Return every line of the records below verbatim, with no pictures in the copy.
═══
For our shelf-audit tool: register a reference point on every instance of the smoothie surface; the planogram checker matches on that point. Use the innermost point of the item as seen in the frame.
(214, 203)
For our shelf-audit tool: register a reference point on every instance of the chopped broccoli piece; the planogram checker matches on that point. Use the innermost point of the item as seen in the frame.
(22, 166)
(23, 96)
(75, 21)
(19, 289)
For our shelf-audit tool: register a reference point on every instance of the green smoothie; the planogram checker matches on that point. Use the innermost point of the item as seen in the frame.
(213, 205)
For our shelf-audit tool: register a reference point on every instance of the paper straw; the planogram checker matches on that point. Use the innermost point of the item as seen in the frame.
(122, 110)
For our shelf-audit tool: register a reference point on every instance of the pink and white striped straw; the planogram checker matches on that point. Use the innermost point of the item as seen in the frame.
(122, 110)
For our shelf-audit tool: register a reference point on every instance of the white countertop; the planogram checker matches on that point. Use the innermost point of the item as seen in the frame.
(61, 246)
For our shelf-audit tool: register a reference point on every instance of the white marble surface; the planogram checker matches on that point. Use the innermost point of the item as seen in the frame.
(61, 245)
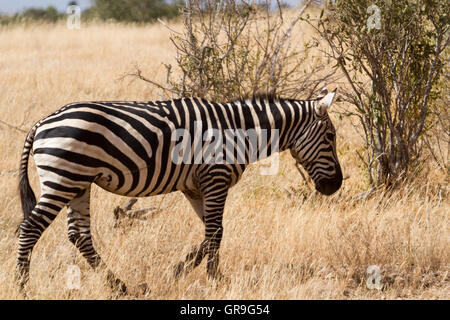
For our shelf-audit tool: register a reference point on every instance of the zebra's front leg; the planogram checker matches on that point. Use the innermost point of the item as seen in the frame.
(79, 232)
(195, 257)
(214, 203)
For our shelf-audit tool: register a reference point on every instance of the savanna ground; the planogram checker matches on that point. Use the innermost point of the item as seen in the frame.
(281, 240)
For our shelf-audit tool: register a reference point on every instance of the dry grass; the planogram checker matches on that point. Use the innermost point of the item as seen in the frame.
(278, 244)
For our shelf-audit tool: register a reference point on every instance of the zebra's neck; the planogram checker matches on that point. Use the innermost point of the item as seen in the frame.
(277, 122)
(287, 117)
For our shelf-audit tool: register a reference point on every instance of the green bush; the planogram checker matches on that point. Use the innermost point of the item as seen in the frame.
(391, 53)
(133, 10)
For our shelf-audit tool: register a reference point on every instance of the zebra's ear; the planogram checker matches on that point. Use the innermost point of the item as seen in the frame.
(324, 103)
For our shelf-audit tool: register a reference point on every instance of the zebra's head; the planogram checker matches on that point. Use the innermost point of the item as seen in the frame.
(315, 147)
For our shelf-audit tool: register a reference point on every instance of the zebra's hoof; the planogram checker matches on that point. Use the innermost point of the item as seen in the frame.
(116, 284)
(143, 289)
(178, 270)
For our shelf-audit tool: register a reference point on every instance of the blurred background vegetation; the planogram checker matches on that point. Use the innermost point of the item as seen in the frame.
(140, 11)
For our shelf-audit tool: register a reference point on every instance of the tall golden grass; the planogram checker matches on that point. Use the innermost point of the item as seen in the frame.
(281, 240)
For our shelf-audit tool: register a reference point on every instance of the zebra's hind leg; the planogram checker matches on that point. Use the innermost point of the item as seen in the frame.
(79, 232)
(195, 257)
(31, 229)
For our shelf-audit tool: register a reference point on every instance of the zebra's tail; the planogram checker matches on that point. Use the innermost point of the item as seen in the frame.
(27, 197)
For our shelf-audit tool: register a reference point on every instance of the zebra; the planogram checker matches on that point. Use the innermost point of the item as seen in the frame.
(125, 147)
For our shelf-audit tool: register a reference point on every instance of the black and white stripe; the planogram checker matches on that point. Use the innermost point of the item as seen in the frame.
(126, 148)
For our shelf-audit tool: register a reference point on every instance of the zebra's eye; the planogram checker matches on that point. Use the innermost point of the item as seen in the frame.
(330, 136)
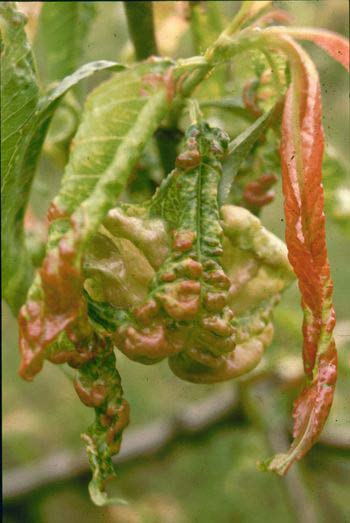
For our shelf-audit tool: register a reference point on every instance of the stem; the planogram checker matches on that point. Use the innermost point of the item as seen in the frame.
(141, 28)
(268, 417)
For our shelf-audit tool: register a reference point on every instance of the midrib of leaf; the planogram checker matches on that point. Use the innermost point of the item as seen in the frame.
(112, 111)
(63, 27)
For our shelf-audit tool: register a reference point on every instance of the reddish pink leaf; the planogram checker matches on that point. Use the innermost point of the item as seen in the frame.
(335, 45)
(301, 155)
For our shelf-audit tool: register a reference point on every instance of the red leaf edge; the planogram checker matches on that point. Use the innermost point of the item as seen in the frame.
(302, 147)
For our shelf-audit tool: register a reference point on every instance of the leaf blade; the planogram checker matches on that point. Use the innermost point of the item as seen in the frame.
(301, 154)
(19, 97)
(62, 31)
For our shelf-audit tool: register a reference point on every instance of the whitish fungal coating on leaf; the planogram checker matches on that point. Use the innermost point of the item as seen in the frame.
(188, 310)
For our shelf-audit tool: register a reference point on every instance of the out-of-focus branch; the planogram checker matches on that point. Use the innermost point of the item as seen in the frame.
(142, 442)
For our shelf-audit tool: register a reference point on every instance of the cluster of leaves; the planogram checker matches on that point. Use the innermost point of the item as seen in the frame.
(187, 265)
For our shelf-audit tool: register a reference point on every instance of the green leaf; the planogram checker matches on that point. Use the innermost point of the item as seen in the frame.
(141, 28)
(240, 147)
(120, 116)
(19, 98)
(26, 119)
(60, 40)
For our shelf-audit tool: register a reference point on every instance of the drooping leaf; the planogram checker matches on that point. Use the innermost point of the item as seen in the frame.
(337, 192)
(26, 119)
(301, 154)
(19, 98)
(120, 116)
(335, 45)
(61, 36)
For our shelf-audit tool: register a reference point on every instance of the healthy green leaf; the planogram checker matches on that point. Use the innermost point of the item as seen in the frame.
(60, 40)
(26, 119)
(19, 98)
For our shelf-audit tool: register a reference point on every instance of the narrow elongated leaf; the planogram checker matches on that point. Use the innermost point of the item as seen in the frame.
(26, 119)
(19, 98)
(60, 40)
(301, 153)
(335, 45)
(240, 147)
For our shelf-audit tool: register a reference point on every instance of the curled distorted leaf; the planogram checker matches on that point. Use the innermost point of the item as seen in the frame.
(335, 45)
(121, 116)
(301, 155)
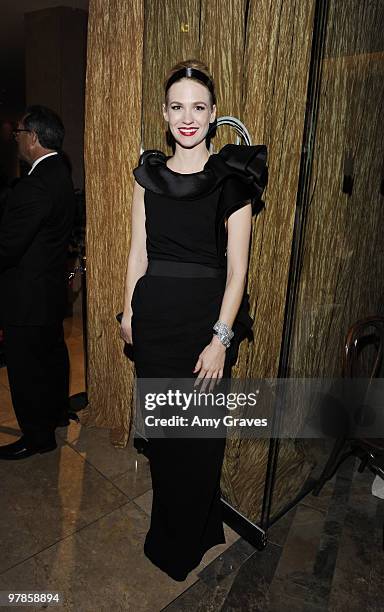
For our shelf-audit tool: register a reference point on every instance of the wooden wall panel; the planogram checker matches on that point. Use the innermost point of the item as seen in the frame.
(113, 116)
(342, 269)
(222, 40)
(276, 68)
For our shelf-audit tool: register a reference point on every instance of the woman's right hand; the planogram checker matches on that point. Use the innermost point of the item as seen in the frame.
(126, 328)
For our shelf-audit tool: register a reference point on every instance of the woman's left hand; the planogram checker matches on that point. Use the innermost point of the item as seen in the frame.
(210, 363)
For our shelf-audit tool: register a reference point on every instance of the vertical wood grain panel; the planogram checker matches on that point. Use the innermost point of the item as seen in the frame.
(112, 141)
(274, 89)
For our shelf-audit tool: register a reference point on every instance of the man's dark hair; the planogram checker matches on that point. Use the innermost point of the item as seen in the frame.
(47, 125)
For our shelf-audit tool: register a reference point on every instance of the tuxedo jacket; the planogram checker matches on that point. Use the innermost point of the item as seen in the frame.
(34, 236)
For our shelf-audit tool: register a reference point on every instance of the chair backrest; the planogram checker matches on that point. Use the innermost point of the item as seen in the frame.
═══
__Correct output__
For our shelf-audit tool: register a reference point on every instance of the smoothie surface; the planogram checker matches on that point. Use the innermost point of the item as seen in the frame.
(214, 203)
For our shelf-audit tool: register a reference point on every instance of the chopped broccoli piece; the planogram checker matches on that point. Use the innermost point of the item as seen in the frame.
(22, 166)
(23, 96)
(75, 21)
(19, 289)
For our shelf-audit tool: register a reference point on every instance of the green smoothie; the planogram checker matches on that point. Use the innermost point of the item as seen in the frame.
(213, 205)
For our shelf-audit tool: register a reference point on every instance of the paper straw; the planogram checker matches on that point. Use the innermost point of the item as seen in the frame.
(122, 110)
For our shelf-audit tool: register a reference point on every instance of the pink and white striped straw; the planogram checker matches on that point. Use the innermost point of the item as seen in the frame.
(122, 110)
For our shelf-audit tool: register a reference point on every instance of the white countertop; the planogram checker matches on that point. Use the innermost point of the item as seen in the frame.
(61, 246)
For our shelf-audit tool: register a reference point on every instance of the white marble surface; the planogram checker matches on that point. Use the innermost point of the item as seen in the frame.
(61, 245)
For our shelf-audit tool: register a reference point on every instance of the zebra's front leg; the planogram checker matches on that point. Use the innermost point of the item as seen in the frame.
(79, 232)
(195, 257)
(214, 203)
For our shelf-audit tool: register a reference point on every instance of the savanna ground; the planogram checker matches on that point. Use the innermost point of the item as seen in the frame.
(281, 240)
For our shelf-audit tool: register a reference point on every instance of the dry grass; the planogram checker matches on that point. Use the innermost point of the item as seen in the frame.
(278, 244)
For our shelf-audit tool: register a reference point on every instance of the zebra's neck; the planogram checker matches on that point. Use the innermost point of the item as seen in the frame.
(277, 122)
(287, 117)
For our shelf-audit tool: register a reference point on every instance of the green bush; the planogram checker matches on that point. Use the innermost point of the item as seen in the frame.
(391, 53)
(133, 10)
For our shelf-audit tool: register a reference point on every instance of the zebra's ear; the planogram checker matches on that point. Use the innermost point of the item as seen in the frame.
(324, 103)
For our shelf-audit tool: register a reference point on every instance of the zebra's head; the planogram checker matches on that point. Use the innermost point of the item as seen in the frame.
(315, 147)
For our shelf-audit tool: register a reference point on every instance of the zebra's hoof; the planogram checker matches on that point. Use the innermost point of the item as seen in the frame.
(116, 284)
(143, 289)
(178, 270)
For our shelf-audit tool: register a reference point on every instance of the blurred background vegetation; the planogram checker matches on that point. Use the innermost point of the item as seen in the frame.
(140, 11)
For our shelf-audit tool: register a reference point on every instance of the tall golden grass; the planogram checker matches on that point. Use the innermost point of the item as seen in the frame.
(281, 240)
For our shelf-audit tool: register a reference point on every instance of the zebra's hind leg; the planogram checker matches on that point. Use the innermost point of the item as seen in the frame.
(79, 232)
(195, 257)
(31, 229)
For our shelf-audit tool: register a reference point on every instance of the zebra's tail; the planogram checker matches on that point. Use the innermost point of the item as seen in the frame.
(27, 197)
For our shelf-audit tool: register a reference point on every instance of the zebra; the planogram checker matches on that point. Use the innermost point of the item as seen in the frame.
(125, 147)
For our shelf-audit tool: register a reference point on every instance of the black and white stripe; the planogram checker matches on that point. Use the innermost point of the item as seen in the frame.
(126, 148)
For our shelf-audit tool: register a reference point on every instance of the zebra's eye; the planogram checker matches on that point. Use the innermost point of the item as seen in the frame.
(330, 136)
For our shelf-audit tool: register a reference point on every instance of the stem; the planogram checker matches on that point. Use the innermost point of the item as seen in the frame.
(141, 28)
(268, 417)
For our shelf-audit tool: register a reference point on every instance of the midrib of leaf; the planogram checker matches on that point. Use the innermost point of the item as seen in the frame.
(112, 111)
(63, 27)
For our shelf-audit tool: register a reference point on every instance of the reddish pink leaf; the planogram checker matches on that point. Use the innermost point of the item as seen in the frame.
(335, 45)
(301, 155)
For our shelf-audit tool: register a reference point on every instance of the red leaf edge; the planogram checker matches on that point. Use the innermost point of the item as seen in the frame.
(302, 147)
For our shelf-audit tool: register a reference point on every instance of the leaf blade; the planogram checker matches on that point. Use the innermost point of the item as seen in the frame.
(301, 154)
(19, 97)
(62, 31)
For our shelf-audit tool: register a reference point on every instance of the whitish fungal coating on leaf; the planogram checker matches on that point. Use the innermost point of the item as seen in the frame.
(188, 310)
For our shelf-audit tool: register a reference point on every instance of the out-of-focus branch; the planogram checker matches on that point. Use the innermost point of the item as seen in the frame.
(142, 442)
For our shelf-audit tool: register a reference point on every instance of the cluster of leaves; the planogram checker matches on that point. Use the innermost point of the item as seen in the frame.
(187, 265)
For our shelf-audit tool: register a reference point on every instance of the green leaf; the planogram checker matches on that point. Use the innermost point of the item as seen in the frame.
(141, 28)
(240, 147)
(120, 116)
(19, 98)
(26, 119)
(60, 40)
For our shelf-audit tool: register a reference point on every instance of the drooping leaf; the planogram checker matches on that point. Use the innermost point of the item as seen in the frame.
(337, 192)
(26, 119)
(301, 154)
(19, 98)
(120, 116)
(335, 45)
(61, 36)
For our shelf-audit tool: register a reference point on every instance of the healthy green leaf; the planogram checker matches on that point. Use the innermost point of the item as seen in the frame.
(60, 40)
(26, 119)
(19, 98)
For our shelf-audit tool: register a reference point on every instance of the narrow elongated leaf; the planogram checker matches on that point. Use the innermost point of the item as seen in the frame.
(26, 119)
(19, 98)
(60, 40)
(301, 153)
(335, 45)
(240, 147)
For our shelf-audit tool: register a reference point on every instance of the curled distorted leaf; the planogram checker matches on that point. Use the innermost point of the item as seen in the frame.
(335, 45)
(121, 116)
(301, 155)
For our shelf-audit tool: register a reference point on every instance of the wooden wall panel; the planogram checker matches on that point. Use the innermost point of the item as seen in the frame.
(113, 116)
(342, 269)
(222, 40)
(276, 68)
For our shelf-audit tool: register a reference point on every instance of the woman's right hand; the planogram checker matches on that point. Use the innermost point of the item as seen in the frame.
(126, 328)
For our shelf-audit tool: register a reference point on every instance of the woman's left hand; the planogram checker matches on that point. Use the innermost point of the item as seen in the frame.
(210, 363)
For our shelf-audit tool: register a reference point on every instance of the vertical wood grain panel; the planogram checker matches on that point. Use the innermost point of the item as seen in the frame.
(112, 141)
(274, 89)
For our shelf-audit tool: register a reference point on every instance of the man's dark hair; the planogram checker matches on that point. Use the innermost point of the item as seen in the frame.
(47, 125)
For our shelf-audit tool: register a reference point on every instance of the tuxedo jacket; the planogram checker matches on that point. Use the innermost point of the item as seen in the frame.
(34, 236)
For our shelf-audit tool: register a reference point on every instance of the chair backrest; the planogram checker matches on that point. Use the innermost point of the item as seen in the frame.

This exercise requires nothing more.